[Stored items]
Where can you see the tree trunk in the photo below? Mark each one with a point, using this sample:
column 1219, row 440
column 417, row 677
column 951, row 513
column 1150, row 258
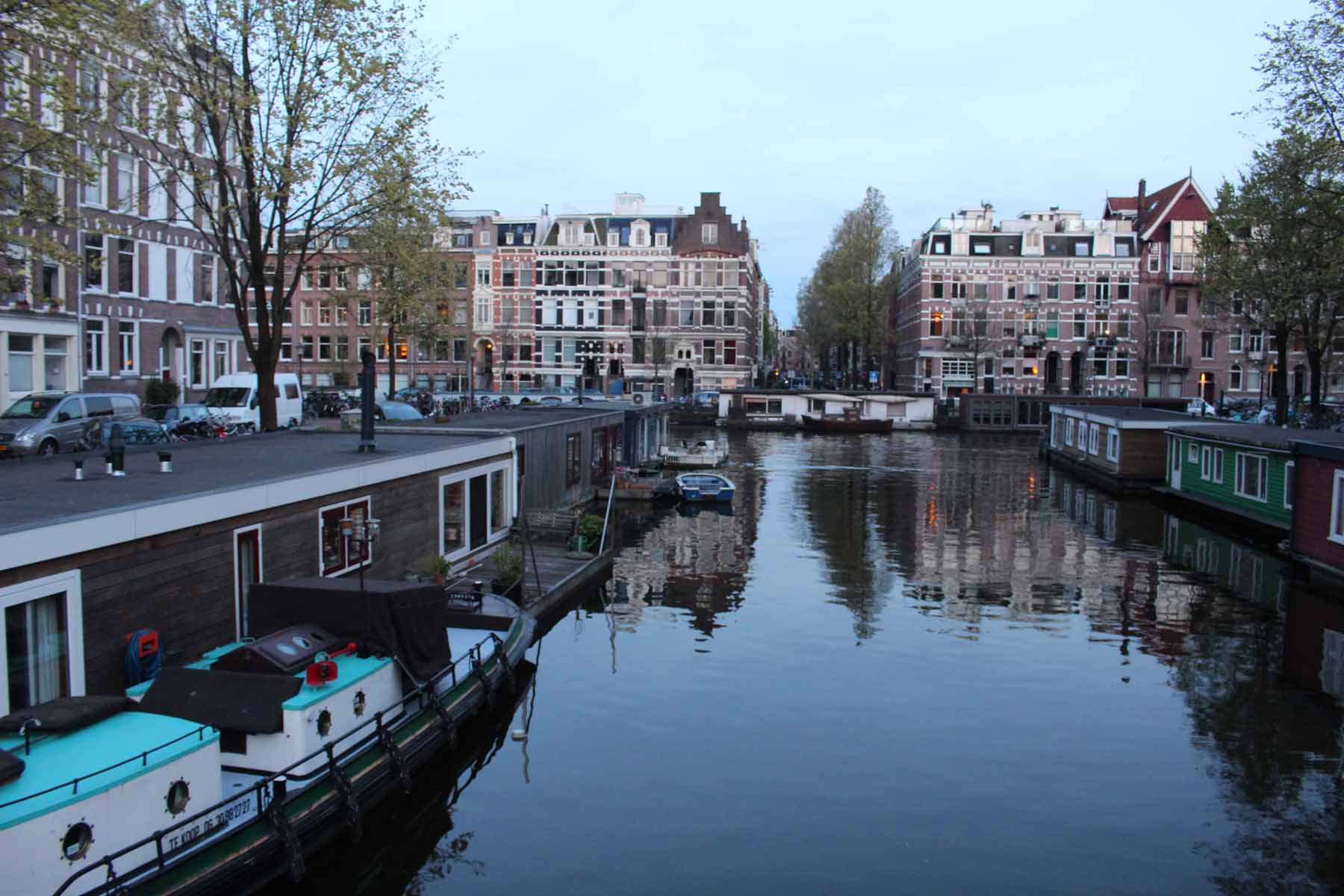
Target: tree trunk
column 1281, row 381
column 391, row 359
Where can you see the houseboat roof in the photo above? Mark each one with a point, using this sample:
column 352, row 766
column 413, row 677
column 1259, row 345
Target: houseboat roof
column 49, row 514
column 1132, row 418
column 1263, row 435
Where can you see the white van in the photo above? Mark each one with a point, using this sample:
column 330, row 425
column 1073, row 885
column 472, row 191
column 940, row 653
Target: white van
column 235, row 396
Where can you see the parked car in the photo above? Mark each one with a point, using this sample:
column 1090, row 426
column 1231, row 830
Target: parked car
column 134, row 432
column 175, row 415
column 235, row 396
column 50, row 422
column 396, row 411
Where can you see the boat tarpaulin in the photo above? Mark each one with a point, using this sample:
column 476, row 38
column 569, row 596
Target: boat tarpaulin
column 406, row 620
column 66, row 714
column 248, row 702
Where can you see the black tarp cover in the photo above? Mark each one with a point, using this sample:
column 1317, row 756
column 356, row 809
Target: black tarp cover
column 248, row 702
column 66, row 714
column 402, row 618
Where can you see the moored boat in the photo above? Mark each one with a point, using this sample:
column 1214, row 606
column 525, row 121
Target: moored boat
column 697, row 457
column 705, row 487
column 844, row 423
column 231, row 770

WHAT YOU HAVE TO DO: Would you print, exactly as written, every line above from the one holding "Where can you see the houseboat" through the one holding "column 1231, row 830", with both included and no other lines?

EXERCISE OUTPUT:
Where can you see the houseboat roof in the photo above? Mark each one with a point, using this sample:
column 352, row 766
column 413, row 677
column 1259, row 345
Target: houseboat roof
column 49, row 514
column 1132, row 418
column 1263, row 435
Where can you see the white van in the photo above? Mark each one with a point, using this sample:
column 330, row 425
column 1073, row 885
column 472, row 191
column 940, row 653
Target: white van
column 235, row 396
Where can you see the parked car in the photo above? Mark each one with a point, using this sample:
column 1090, row 426
column 1231, row 830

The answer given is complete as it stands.